4.As further consideration, the Employer also agrees to pay Employee a sum equal to the cost for Employee to continue Employee's current medical, dental and vision insurance coverage for six months after the Effective Date through C.O.B.R.A. This payment will be made within 10 days after Employer's receipt of the Agreement containing the signature of Employee.

5.As further consideration, the Employer agrees that the unvested 13,892 non-qualified stock options to purchase shares of Aspen Group, Inc.'s Common Stock exercisable at $5.12 (the "Options") shall vest automatically on the Effective Date, provided Employee does not revoke the Agreement pursuant to Paragraph 10 (v) of the Agreement. The Employee acknowledges and agrees that the Options shall remain exercisable for one year following the Effective Date, whereupon they shall expire.

6.As further consideration, the Employer also agrees to reimburse Employee for relocation costs incurred by Employee up to Ninety-Six Thousand Two Hundred Fifty Dollars and Zero Cents ($96,250.00), after Employer's receipt of the Agreement containing the signature of Employee and within 10 days after Employee provides receipts evidencing a reimbursable relocation expense.

7.The Employee currently holds certain Restricted Stock Units ("RSUs") which are subject to vesting over time (the "Time Based RSUs") or through a combination of time and meeting a stock-based price target (the "Priced Based RSUs"). In partial consideration of the execution of this Agreement, the Employer agrees that the Time Based RSUs shall accelerate and be fully vested as of the Effective Date provided Employee does not revoke the Agreement pursuant to Paragraph 10 (v) of the Agreement, and the Price Based RSUs shall not vest, and shall terminate as of the Effective Date.
######
• REQUIREMENT 1: In the agreement excerpt, rewrite the passage starting at "4.As further consideration, the" and ending at "they shall expire.", changing "six months" to "twelve months".
• REQUIREMENT 2: Write the next part of the agreement excerpt, continuing from its final sentence.

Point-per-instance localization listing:
######
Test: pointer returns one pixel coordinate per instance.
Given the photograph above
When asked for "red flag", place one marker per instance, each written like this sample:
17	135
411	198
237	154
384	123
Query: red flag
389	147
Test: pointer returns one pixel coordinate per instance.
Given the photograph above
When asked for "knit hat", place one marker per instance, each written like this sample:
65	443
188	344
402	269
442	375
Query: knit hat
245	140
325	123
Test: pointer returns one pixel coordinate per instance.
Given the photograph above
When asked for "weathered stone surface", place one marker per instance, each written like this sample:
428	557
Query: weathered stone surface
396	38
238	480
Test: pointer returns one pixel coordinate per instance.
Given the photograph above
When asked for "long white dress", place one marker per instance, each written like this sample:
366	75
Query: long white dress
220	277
######
• ANSWER BOX 1:
4.As further consideration, the Employer also agrees to pay Employee a sum equal to the cost for Employee to continue Employee's current medical, dental and vision insurance coverage for twelve months after the Effective Date through C.O.B.R.A. This payment will be made within 10 days after Employer's receipt of the Agreement containing the signature of Employee.

5.As further consideration, the Employer agrees that the unvested 13,892 non-qualified stock options to purchase shares of Aspen Group, Inc.'s Common Stock exercisable at $5.12 (the "Options") shall vest automatically on the Effective Date, provided Employee does not revoke the Agreement pursuant to Paragraph 10 (v) of the Agreement. The Employee acknowledges and agrees that the Options shall remain exercisable for one year following the Effective Date, whereupon they shall expire.

• ANSWER BOX 2:
(a)Specifically, the Employer agrees that the remaining 66,667 and 13,584 unvested restricted stock units (totaling 80,251) granted on December 1, 2020 and July 8, 2020, respectively, shall vest automatically on the Effective Date, provided Employee does not revoke the Agreement pursuant to Paragraph 10 (v) of the Agreement. Employer acknowledges that all DWAC transfer instructions must be submitted before 3:45 pm Eastern Time for a stock transfer to be processed on the next business day. The Employer further agrees that it is the intent to permit the Employee to trade Aspen stock received via the DWAC stock transfer on and after March 17, 2021 or such later date as is provided in Section 7(b).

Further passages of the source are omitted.